Source records
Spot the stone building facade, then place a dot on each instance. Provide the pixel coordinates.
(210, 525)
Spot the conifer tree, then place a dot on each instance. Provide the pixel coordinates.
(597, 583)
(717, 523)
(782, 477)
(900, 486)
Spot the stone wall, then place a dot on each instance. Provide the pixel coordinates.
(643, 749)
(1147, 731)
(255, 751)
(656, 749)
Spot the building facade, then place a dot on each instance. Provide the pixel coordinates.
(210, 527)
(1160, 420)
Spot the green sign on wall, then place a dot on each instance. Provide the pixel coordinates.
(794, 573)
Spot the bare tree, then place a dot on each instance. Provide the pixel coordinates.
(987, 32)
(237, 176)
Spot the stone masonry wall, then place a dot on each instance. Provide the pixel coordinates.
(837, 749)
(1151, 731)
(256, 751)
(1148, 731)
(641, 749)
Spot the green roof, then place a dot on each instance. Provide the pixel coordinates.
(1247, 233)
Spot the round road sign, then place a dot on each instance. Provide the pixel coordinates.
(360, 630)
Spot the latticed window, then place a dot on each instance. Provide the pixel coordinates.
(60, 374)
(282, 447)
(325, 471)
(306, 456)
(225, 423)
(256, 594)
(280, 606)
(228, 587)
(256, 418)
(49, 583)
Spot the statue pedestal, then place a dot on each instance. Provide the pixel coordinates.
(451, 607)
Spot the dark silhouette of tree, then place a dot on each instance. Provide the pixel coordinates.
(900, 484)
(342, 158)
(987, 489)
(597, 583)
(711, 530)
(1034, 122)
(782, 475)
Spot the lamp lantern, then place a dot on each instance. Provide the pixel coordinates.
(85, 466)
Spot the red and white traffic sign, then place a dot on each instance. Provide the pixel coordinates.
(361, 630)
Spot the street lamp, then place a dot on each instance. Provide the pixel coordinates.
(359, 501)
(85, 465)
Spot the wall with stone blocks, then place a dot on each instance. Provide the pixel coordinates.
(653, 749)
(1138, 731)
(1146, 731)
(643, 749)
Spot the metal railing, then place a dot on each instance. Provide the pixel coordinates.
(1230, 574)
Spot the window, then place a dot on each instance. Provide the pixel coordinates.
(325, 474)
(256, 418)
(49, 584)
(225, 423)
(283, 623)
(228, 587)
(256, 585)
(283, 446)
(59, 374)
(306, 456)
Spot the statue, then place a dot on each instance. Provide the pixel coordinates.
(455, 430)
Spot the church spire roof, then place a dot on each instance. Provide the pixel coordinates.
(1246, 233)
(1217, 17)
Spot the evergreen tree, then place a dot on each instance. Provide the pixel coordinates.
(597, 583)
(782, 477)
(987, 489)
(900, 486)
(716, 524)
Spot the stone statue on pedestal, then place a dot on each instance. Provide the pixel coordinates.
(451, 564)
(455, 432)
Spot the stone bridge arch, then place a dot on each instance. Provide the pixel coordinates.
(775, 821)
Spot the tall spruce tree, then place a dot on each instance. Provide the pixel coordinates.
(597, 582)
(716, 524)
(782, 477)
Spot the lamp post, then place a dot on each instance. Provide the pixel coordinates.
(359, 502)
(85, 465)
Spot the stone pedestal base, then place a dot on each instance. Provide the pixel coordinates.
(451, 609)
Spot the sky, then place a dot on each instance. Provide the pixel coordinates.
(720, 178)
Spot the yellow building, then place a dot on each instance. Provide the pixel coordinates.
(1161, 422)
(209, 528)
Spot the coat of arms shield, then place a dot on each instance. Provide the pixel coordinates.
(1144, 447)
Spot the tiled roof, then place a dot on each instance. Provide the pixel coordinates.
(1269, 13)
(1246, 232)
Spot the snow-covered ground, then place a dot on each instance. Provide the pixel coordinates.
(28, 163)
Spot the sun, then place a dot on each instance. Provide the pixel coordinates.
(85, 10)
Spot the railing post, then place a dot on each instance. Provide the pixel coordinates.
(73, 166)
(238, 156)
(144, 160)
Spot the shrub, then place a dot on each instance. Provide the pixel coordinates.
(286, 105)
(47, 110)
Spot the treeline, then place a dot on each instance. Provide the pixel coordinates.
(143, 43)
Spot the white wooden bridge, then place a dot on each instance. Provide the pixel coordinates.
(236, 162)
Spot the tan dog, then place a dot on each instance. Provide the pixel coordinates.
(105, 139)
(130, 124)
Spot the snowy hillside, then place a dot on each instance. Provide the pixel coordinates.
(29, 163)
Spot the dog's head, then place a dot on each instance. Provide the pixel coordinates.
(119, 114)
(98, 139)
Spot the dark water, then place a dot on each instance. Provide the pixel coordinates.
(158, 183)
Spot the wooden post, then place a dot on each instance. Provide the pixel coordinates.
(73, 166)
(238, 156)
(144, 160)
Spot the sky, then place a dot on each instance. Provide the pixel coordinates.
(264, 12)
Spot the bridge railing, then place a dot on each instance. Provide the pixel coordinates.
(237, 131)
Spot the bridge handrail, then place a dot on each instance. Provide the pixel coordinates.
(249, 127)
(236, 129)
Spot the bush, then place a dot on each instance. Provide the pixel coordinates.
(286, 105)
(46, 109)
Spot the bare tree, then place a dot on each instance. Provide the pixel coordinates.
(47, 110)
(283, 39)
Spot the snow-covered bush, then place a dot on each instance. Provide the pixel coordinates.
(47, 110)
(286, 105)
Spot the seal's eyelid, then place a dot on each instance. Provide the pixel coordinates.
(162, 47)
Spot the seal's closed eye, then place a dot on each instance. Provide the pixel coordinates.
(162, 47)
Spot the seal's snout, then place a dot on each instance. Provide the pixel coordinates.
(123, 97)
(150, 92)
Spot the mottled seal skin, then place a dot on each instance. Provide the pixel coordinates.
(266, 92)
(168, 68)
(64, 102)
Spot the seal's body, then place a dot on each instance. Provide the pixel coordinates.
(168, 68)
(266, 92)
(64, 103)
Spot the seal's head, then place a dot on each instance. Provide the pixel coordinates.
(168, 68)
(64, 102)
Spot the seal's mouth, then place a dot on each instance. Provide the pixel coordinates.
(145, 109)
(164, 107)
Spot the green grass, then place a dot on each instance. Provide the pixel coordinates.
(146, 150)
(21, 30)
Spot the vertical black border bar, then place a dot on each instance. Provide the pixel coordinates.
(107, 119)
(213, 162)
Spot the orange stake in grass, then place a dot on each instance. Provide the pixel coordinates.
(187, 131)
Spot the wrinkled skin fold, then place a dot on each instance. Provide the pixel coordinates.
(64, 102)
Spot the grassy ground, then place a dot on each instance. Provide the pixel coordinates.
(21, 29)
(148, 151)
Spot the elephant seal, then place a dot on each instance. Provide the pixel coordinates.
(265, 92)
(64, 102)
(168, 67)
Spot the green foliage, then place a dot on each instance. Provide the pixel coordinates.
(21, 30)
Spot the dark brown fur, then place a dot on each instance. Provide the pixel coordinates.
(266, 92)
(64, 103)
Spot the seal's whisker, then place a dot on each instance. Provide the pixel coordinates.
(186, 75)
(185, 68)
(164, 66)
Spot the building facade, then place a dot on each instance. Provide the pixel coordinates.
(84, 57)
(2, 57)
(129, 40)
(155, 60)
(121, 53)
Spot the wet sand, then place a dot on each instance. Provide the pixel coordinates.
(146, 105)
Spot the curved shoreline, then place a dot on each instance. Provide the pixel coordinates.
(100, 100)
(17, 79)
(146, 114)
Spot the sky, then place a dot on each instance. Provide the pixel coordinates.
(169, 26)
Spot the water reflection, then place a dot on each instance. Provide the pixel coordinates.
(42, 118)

» **Prompt**
Repeat every line of the source records above word for word.

» **Task answer**
Spot the stone building facade, then place a dot on each instance. Provide the pixel coordinates.
(210, 525)
Spot the conifer tree, then place a dot on each instance. Provide the pixel coordinates.
(597, 583)
(717, 523)
(782, 477)
(900, 486)
Spot the stone wall, then place a dot on each instance. Provide the pixel coordinates.
(643, 749)
(1147, 731)
(255, 751)
(656, 749)
Spot the building facade, then place a dot on each instance. Provide the pixel coordinates.
(210, 527)
(1160, 420)
Spot the green sign on wall, then place a dot on each instance. Provide the pixel coordinates.
(794, 573)
Spot the bare tree, then place a dot on each instance. Provide the pixel coordinates.
(987, 32)
(237, 176)
Spot the stone masonry wall, then place a dot on each instance. Provide the pixel coordinates.
(837, 749)
(1151, 731)
(256, 751)
(1148, 731)
(641, 749)
Spot the green roof, then place a dot on each instance. Provide the pixel coordinates.
(1247, 233)
Spot the round road sign, then place a dot on each instance. Provide the pixel coordinates.
(360, 630)
Spot the latticed window, then place a dot on each instance. Provide the pixel coordinates.
(60, 374)
(282, 447)
(325, 471)
(306, 456)
(225, 423)
(256, 594)
(280, 606)
(228, 587)
(256, 418)
(49, 583)
Spot the statue pedestal, then place a dot on each instance. Provide the pixel coordinates.
(451, 607)
Spot the dark silhouette of tree, then place a dot on each instance. Provide the pixel coordinates.
(900, 484)
(342, 158)
(987, 489)
(597, 583)
(711, 530)
(1034, 122)
(782, 475)
Spot the lamp lantern, then place a dot on each instance. Provide the pixel coordinates.
(85, 466)
Spot the red and white traffic sign, then place a dot on each instance. Provide the pixel coordinates.
(361, 630)
Spot the street lamp, then place a dot on each instance. Provide the pixel coordinates.
(359, 501)
(85, 465)
Spot the wall with stone blocks, then place a dot on each instance. Provide the pixel coordinates.
(653, 749)
(1138, 731)
(1146, 731)
(643, 749)
Spot the metal railing, then place a dot on each instance. Provide the pixel coordinates.
(1230, 574)
Spot the window, then place a dot on each instance. Provide the pixel coordinates.
(325, 474)
(256, 418)
(49, 584)
(225, 423)
(283, 623)
(228, 587)
(256, 585)
(283, 446)
(59, 374)
(306, 456)
Spot the statue, then place a dot on each instance. Provide the pixel coordinates.
(455, 430)
Spot the church spire roof, then place a dot on each instance. Provide the pixel coordinates.
(1246, 233)
(1217, 17)
Spot the evergreen tree, then place a dot on each instance. Provide the pixel coordinates.
(597, 583)
(782, 477)
(987, 489)
(900, 486)
(716, 524)
Spot the stone statue on pedestal, then place a dot on each instance. Provide the pixel coordinates.
(451, 564)
(455, 432)
Spot the stone bridge arch, then place a dot on each instance. Provide the pixel coordinates.
(775, 821)
Spot the tall spruce tree, then place a dot on each instance. Provide the pixel coordinates.
(597, 582)
(716, 524)
(782, 477)
Spot the lamp post, then place a dot on each instance. Provide the pixel coordinates.
(359, 502)
(85, 465)
Spot the stone pedestal base, then place a dot on each instance. Provide the pixel coordinates.
(451, 609)
Spot the sky, then place a dot on each instance. Provide the pixel coordinates.
(720, 178)
Spot the yellow building, then place a dot on each instance. Provide the pixel coordinates.
(1161, 422)
(209, 528)
Spot the coat of arms shield, then place a dot on each instance. Provide the pixel coordinates.
(1144, 447)
Spot the tiled roof, then place a dot on each instance. Provide the pixel coordinates.
(1269, 13)
(1246, 232)
Spot the snow-covered ground, then place a dot on each instance. Provide the pixel coordinates.
(28, 163)
Spot the sun, then place a dot on each instance. Provide the pixel coordinates.
(85, 10)
Spot the railing post, then place a dot on each instance. Provide the pixel coordinates.
(73, 166)
(238, 156)
(144, 160)
Spot the shrub, then place a dot on each instance. Provide the pixel coordinates.
(286, 105)
(47, 110)
Spot the treeline, then place a dot on each instance. Provide the pixel coordinates.
(143, 43)
Spot the white wooden bridge, then place a dot on each instance. Provide the pixel coordinates.
(236, 162)
Spot the tan dog, then place a dot on each instance. Provide the pixel coordinates.
(105, 139)
(130, 124)
Spot the snowy hillside, then place a dot on each instance. Provide the pixel coordinates.
(29, 163)
Spot the dog's head, then place a dot on each instance. Provide the pixel coordinates.
(119, 114)
(98, 139)
Spot the dark water, then place a dot on each instance. Provide the pixel coordinates.
(158, 183)
Spot the wooden post, then place a dot on each instance. Provide the pixel coordinates.
(73, 166)
(238, 156)
(144, 160)
Spot the sky, then place a dot on each instance. Provide the pixel coordinates.
(264, 12)
Spot the bridge railing, then place a dot on each instance. Provide the pixel coordinates.
(237, 131)
Spot the bridge handrail, then place a dot on each instance. Provide the pixel coordinates.
(249, 127)
(236, 129)
Spot the bush, then place a dot on each instance. Provide the pixel coordinates.
(286, 105)
(46, 109)
Spot the bare tree, then place a dot on each instance. Provide the pixel coordinates.
(47, 110)
(283, 39)
Spot the snow-covered bush, then place a dot on each instance. Provide the pixel coordinates.
(47, 110)
(286, 105)
Spot the seal's eyelid, then place a dot on each instance. Provide the pixel coordinates.
(162, 47)
Spot the seal's closed eye, then place a dot on each instance. Provide the pixel coordinates.
(162, 47)
Spot the seal's snout, then place a dot on each instance. Provide the pixel coordinates.
(123, 97)
(150, 92)
Spot the mottled seal skin, then place a dot on each instance. Provide the pixel coordinates.
(266, 92)
(168, 68)
(64, 102)
Spot the seal's body, then place a dot on each instance. Provide the pixel coordinates.
(168, 68)
(266, 92)
(64, 103)
Spot the seal's head, then place a dot on each instance. Provide the pixel coordinates.
(168, 68)
(64, 102)
Spot the seal's mouth, then place a dot on each instance. Provide the pixel coordinates.
(145, 109)
(164, 107)
Spot the green grass, then place a dot on each instance. Provide the pixel coordinates.
(146, 150)
(21, 30)
Spot the vertical black border bar, then place a dot on each instance. Provide the pixel coordinates.
(107, 119)
(213, 162)
Spot the orange stake in grass, then place a dot on each instance. Provide the pixel coordinates.
(187, 131)
Spot the wrinkled skin fold, then place a dot on each instance. Provide the pixel coordinates.
(64, 102)
Spot the grassy ground, then place a dot on each instance. Provide the pixel coordinates.
(21, 29)
(148, 151)
Spot the elephant seal, then place a dot on each instance. Provide the pixel coordinates.
(265, 92)
(64, 102)
(168, 67)
Spot the green foliage, then place a dot on each instance. Provide the pixel coordinates.
(21, 30)
Spot the dark brown fur, then place a dot on each instance. Provide the pixel coordinates.
(266, 92)
(64, 103)
Spot the seal's whisker, then place a dot on each instance. Provide the pixel coordinates.
(186, 75)
(185, 68)
(164, 66)
Spot the building facade, then place a dot on each instance. Provide the pixel coordinates.
(84, 57)
(2, 57)
(129, 40)
(155, 60)
(121, 53)
Spot the wet sand, then place a dot on each instance. Provide the pixel coordinates.
(146, 105)
Spot the curved shoreline, then place a dot on each instance. Provide the pixel coordinates.
(100, 100)
(17, 79)
(146, 114)
Spot the sky, then place a dot on each instance. Provide the pixel coordinates.
(169, 26)
Spot the water reflection, then place a dot on each instance. Provide the pixel coordinates.
(42, 118)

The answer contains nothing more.